SUPPLIED PASSAGE:
Adjustments to the tracing parameters have a big impact on the tracing quality. Therefore they have to be chosen with great care. Guidelines on how to choose them are provided in the choosing_parameters.pdf that is provided with the programm. The parameters that can be chosen are: "sigma_smooth", "sigma_conf", "r_min", "r_max", "steps", "thresh", "r_step", and "min_loop_length". From these only "sigma_smooth", "sigma_conf","r_max" and "r_step" have to be chosen for the programm to run, but it is recommended to manually choose all tracing parameters. The default values for the parametes that do not have to be chosen are: r_min = 0, steps = 360, thresh = 0 and min_loop_length = 6. Parameters are set by writing their name followed by a whitespace and then the value they are assigned. These parameters can only be assigned once. An example for setting the "sigma_smooth" parameter to 0.5 would be:

sigma_smooth 0.5

Using default parameter sets

We found a parameterset which worked on almost all of our traced images. This set can be used with the keyword "default_param_set" by the fiber thickness.

Cropping the image

Since many imaging programs add a scalebar or other information at various places to the aquired image, it is possible to only analyze a specified part of the opened image. If the whole image was to be analyzed, any scalebars or text added to it would be considered to be features of the image and traced accordingly, skewing the outcome. In order to crop the image before tracing, the keyword "crop" has to be used, followed by 4 arguments seperated by whitespaces. The four arguments contain two edges of the cropping rectangle in the order, x-coordienate of the first corner of the corpping rectangle, y coordinate of this corner, x coordinate of the other corner and y coordinate of that corner. All operations will be performed on the cropped image. A example for how to cropp the image would be:

crop 0 0 1024 884

Cropping can also be used to quickly trace a smaller section of the image in order to more quickly optimize the tracing parameters.

(Items listed in a dataset)

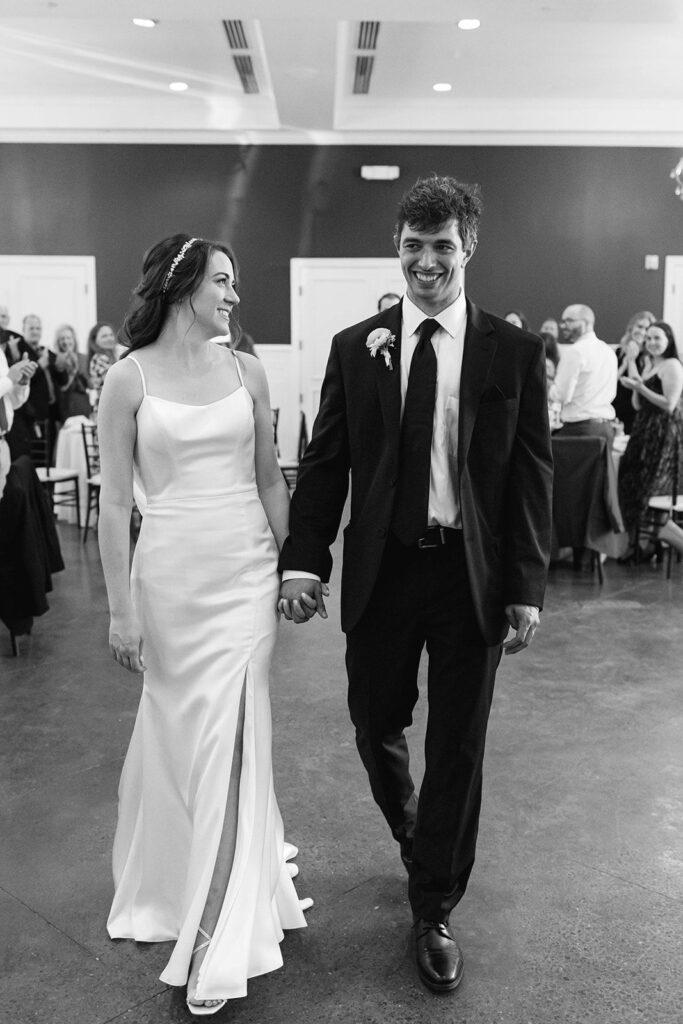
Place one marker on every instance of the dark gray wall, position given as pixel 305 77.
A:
pixel 560 224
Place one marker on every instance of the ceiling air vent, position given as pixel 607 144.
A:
pixel 244 65
pixel 365 61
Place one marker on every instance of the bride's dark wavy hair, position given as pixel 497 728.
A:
pixel 152 300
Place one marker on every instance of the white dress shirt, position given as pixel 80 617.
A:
pixel 11 395
pixel 586 380
pixel 449 342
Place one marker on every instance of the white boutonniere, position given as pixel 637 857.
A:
pixel 381 340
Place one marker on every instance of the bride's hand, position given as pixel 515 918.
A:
pixel 126 644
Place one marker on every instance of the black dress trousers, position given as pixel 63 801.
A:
pixel 422 598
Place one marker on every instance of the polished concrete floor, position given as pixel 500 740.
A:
pixel 574 910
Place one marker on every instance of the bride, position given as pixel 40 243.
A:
pixel 199 854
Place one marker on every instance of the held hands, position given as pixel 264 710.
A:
pixel 300 599
pixel 126 644
pixel 524 619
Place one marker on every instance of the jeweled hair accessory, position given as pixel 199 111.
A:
pixel 176 259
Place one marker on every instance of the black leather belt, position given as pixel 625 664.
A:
pixel 438 537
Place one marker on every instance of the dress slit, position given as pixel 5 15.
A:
pixel 224 863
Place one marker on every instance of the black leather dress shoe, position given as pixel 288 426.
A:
pixel 438 956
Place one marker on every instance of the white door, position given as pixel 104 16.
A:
pixel 58 289
pixel 673 297
pixel 329 295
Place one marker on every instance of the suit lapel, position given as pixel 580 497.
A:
pixel 388 381
pixel 477 356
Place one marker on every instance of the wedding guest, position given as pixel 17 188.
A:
pixel 550 326
pixel 516 316
pixel 73 393
pixel 586 378
pixel 552 359
pixel 387 300
pixel 652 463
pixel 14 381
pixel 101 354
pixel 42 402
pixel 632 358
pixel 4 326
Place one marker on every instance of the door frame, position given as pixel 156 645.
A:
pixel 86 266
pixel 298 266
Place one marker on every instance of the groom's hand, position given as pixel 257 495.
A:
pixel 524 620
pixel 300 599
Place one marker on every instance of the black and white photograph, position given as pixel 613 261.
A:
pixel 341 512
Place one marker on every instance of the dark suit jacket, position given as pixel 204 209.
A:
pixel 504 463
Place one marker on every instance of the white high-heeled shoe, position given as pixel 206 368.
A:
pixel 199 1009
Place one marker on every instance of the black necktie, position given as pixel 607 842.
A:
pixel 410 513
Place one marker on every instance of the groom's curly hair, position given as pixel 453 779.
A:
pixel 433 201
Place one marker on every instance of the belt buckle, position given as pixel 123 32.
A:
pixel 425 543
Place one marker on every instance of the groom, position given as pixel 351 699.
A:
pixel 439 412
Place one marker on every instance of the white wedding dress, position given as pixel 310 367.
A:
pixel 205 587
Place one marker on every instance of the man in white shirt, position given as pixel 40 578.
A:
pixel 586 378
pixel 13 392
pixel 438 411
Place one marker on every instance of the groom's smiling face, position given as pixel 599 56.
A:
pixel 433 264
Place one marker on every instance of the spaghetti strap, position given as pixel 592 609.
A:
pixel 237 363
pixel 144 385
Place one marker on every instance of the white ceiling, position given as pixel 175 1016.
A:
pixel 551 72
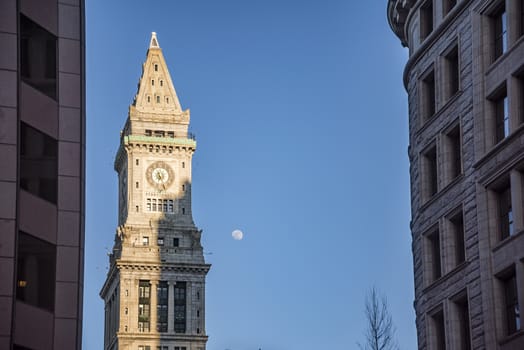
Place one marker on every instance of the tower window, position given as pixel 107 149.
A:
pixel 506 226
pixel 501 115
pixel 144 305
pixel 180 307
pixel 162 306
pixel 448 5
pixel 499 31
pixel 511 303
pixel 461 311
pixel 451 70
pixel 429 172
pixel 452 153
pixel 433 268
pixel 426 19
pixel 457 231
pixel 437 329
pixel 428 96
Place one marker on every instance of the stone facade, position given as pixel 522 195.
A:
pixel 465 85
pixel 155 289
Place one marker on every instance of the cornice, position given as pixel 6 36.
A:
pixel 159 143
pixel 163 267
pixel 397 13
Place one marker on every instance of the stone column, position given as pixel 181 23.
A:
pixel 171 307
pixel 153 317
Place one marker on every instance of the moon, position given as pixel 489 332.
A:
pixel 237 235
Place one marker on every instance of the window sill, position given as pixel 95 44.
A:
pixel 441 193
pixel 507 241
pixel 450 101
pixel 508 338
pixel 432 285
pixel 498 146
pixel 502 57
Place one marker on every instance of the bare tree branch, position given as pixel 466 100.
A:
pixel 380 331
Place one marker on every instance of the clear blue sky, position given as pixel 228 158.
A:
pixel 301 122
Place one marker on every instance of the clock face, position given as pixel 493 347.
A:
pixel 160 175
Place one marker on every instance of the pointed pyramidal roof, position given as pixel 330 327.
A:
pixel 156 93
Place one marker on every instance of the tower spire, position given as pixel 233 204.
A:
pixel 156 95
pixel 153 43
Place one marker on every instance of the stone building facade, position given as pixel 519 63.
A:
pixel 465 84
pixel 154 293
pixel 42 173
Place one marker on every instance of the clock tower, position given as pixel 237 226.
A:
pixel 154 293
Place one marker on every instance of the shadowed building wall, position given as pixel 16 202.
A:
pixel 465 84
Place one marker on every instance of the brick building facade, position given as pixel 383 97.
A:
pixel 465 84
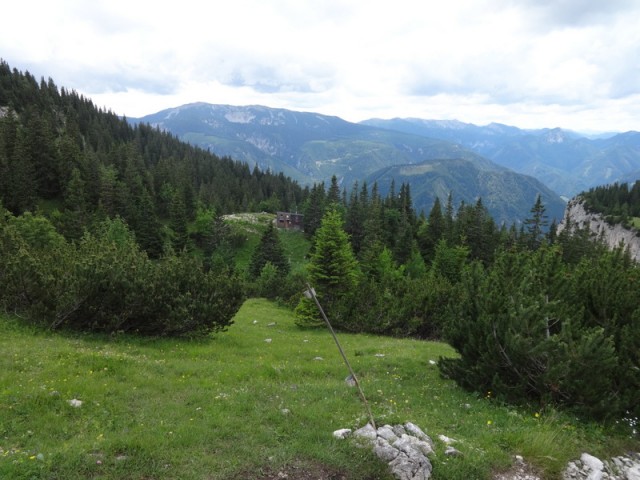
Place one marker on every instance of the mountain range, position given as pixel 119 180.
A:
pixel 565 161
pixel 310 147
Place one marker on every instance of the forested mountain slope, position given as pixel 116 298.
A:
pixel 565 161
pixel 312 148
pixel 57 150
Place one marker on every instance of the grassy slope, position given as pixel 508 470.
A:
pixel 215 408
pixel 251 226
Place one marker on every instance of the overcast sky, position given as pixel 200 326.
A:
pixel 530 63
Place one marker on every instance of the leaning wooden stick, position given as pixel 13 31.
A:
pixel 311 293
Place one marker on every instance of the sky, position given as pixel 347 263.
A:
pixel 573 64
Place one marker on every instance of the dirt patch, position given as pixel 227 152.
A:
pixel 296 472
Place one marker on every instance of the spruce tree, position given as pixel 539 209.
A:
pixel 333 272
pixel 269 250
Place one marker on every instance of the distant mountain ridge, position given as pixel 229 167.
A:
pixel 311 147
pixel 565 161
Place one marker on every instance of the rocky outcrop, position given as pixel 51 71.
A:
pixel 577 217
pixel 403 447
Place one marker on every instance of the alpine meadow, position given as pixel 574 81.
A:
pixel 153 323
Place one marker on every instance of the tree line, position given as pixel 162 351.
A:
pixel 537 317
pixel 109 227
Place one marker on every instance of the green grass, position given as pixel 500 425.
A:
pixel 238 407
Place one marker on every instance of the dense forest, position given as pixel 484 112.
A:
pixel 618 203
pixel 109 227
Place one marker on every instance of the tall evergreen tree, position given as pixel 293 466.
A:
pixel 333 271
pixel 536 223
pixel 269 250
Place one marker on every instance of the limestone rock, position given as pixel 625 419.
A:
pixel 366 433
pixel 342 433
pixel 405 452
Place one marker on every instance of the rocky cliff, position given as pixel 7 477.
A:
pixel 577 216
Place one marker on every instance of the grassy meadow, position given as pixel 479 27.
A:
pixel 259 400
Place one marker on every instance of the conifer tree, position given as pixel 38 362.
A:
pixel 269 250
pixel 333 272
pixel 536 223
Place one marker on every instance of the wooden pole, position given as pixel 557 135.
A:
pixel 311 293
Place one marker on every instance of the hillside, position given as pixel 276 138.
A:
pixel 565 161
pixel 258 402
pixel 507 196
pixel 311 147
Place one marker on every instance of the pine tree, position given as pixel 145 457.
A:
pixel 269 250
pixel 333 272
pixel 536 224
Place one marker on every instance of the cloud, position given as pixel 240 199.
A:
pixel 503 60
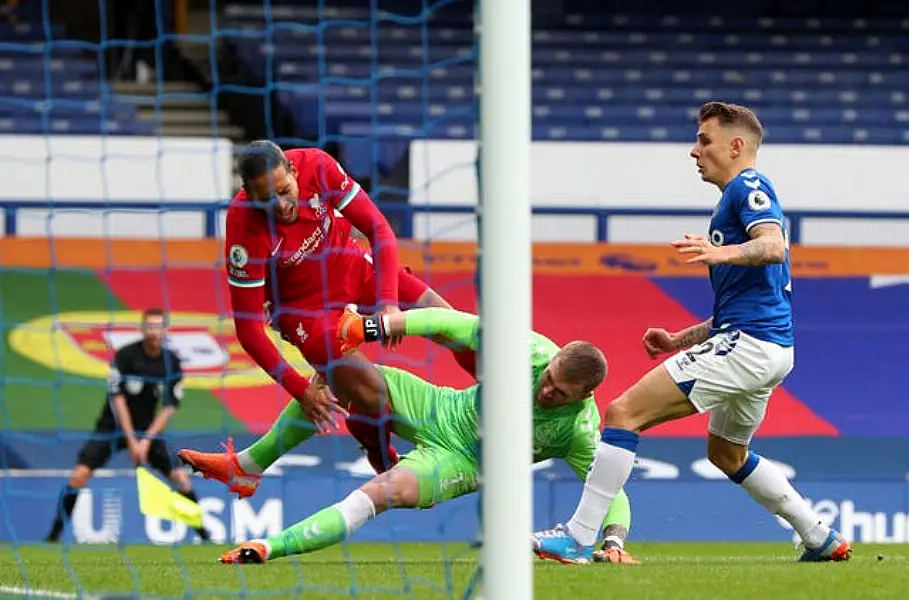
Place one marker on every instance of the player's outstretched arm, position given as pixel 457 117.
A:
pixel 354 203
pixel 767 246
pixel 450 327
pixel 660 341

TASKS TO PERFORM:
[A] Copy word for word the part of the text on tracing parameters from "We found a parameterset" up to and including "the fiber thickness.".
[B] List every parameter that the text on tracing parameters gives a default value for, along with that value.
The records were taken from a separate source.

THE RESULTS:
[A]
We found a parameterset which worked on almost all of our traced images. This set can be used with the keyword "default_param_set" by the fiber thickness.

[B]
r_min = 0
steps = 360
thresh = 0
min_loop_length = 6